**PAGE TEXT**
Silver Supporting Member
Messages
882
What do you want it to do?

Tone wise, I prefer my quad preamp. Fewer channels, more tubes (not good in my opinion), but the tone is there in spades.

The triaxis sounds good (in rhythm modes and lead 2) but I never liked lead 1. Mine was a phat mod post rectifier, some say like a lone star on lead 1 red.
The midi functionality is sublime though, and if you need great cleans and great leads in 1u, it's great. For more room (3u) and fewer options, but IMO better tone, and typically less expensive, the quad is awesome, and some versions have midi functionality. Also of note (although I have no experience with it first hand) is the studio preamp.

All IMHO

Ps. The lead 2 circuits can be lowered in gain to get great lower gain sounds
 

GasMask

Member
Messages
3,419
The TriAxis is a great solution for a player who: 1) plays live, 2) needs a lot of different sounds, and 3) doesn't mind hauling a rack. The beauty of it is the ability to change everything (including rack effects), via midi, in the blink of an eye, all while retaining an all tube, all analog signal path. You can tweak all your patches ahead of time, and save. No twisting knobs on stage. Mine proved very reliable too.
Less versatile, specialized amps can do a better job of "their" tone. That is the trade-off to achieve the variety of tones in the Triaxis, as well as it's programmability.
 

JunkGear

Silver Supporting Member
Messages
1,054
I haven't had one in years, but thought the sound was great on all channels.
I also thought that it worked best using the Mesa 2:90, which it was 'supposed' to be paired with.

My chain was Triaxis -> 2:90 -> 2 EV loaded thiele cabs and it sounded huge.

**PARTS OF THE EXERCISE**
a – Translate this sentence from the TriAxis discussion into Spanish: "I also thought that it worked best using the Mesa 2:90, which it was 'supposed' to be paired with."
b – In the TriAxis discussion, what signal chain does JunkGear describe?

Stored dataset items
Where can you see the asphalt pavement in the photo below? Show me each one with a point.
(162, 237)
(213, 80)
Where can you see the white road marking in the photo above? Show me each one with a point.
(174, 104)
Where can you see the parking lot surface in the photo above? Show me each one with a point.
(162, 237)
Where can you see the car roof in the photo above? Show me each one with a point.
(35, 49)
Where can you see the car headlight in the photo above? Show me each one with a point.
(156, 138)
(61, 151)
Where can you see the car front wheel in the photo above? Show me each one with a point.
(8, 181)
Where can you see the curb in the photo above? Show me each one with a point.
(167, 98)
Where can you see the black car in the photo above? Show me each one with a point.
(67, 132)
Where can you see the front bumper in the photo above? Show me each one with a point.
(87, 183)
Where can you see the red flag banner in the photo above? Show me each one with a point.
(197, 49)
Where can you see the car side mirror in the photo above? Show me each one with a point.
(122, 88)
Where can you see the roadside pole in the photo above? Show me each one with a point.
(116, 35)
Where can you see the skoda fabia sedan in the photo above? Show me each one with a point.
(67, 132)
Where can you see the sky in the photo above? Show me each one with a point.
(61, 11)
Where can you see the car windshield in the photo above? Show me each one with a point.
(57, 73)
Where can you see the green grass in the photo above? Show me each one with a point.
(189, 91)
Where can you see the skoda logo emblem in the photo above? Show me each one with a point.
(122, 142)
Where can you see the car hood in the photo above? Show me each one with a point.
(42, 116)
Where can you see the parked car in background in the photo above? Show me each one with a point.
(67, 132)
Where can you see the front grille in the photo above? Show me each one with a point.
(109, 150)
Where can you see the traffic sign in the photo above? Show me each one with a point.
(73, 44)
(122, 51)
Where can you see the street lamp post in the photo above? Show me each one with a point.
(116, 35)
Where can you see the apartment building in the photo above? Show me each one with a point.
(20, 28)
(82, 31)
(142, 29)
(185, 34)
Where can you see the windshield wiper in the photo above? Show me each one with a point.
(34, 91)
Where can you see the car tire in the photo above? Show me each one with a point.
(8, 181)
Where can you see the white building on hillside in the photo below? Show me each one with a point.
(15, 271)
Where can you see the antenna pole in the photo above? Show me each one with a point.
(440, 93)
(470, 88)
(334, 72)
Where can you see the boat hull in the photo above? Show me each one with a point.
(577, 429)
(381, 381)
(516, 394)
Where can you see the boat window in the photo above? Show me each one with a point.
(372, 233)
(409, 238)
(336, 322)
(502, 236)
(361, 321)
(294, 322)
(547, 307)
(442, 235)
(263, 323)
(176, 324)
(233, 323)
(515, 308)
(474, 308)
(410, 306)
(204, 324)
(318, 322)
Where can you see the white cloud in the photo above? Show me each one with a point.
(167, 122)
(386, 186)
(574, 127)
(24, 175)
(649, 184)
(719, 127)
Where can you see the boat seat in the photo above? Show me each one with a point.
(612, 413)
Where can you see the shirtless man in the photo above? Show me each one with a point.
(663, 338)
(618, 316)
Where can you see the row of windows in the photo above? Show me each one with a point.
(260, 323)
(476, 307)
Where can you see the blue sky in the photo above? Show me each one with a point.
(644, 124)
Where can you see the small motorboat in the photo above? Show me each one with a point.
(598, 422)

**ANSWER LIST**
a – También pensé que funcionaba mejor con el Mesa 2:90, con el que 'supuestamente' debía emparejarse.

b – Triaxis -> 2:90 -> 2 EV loaded thiele cabs.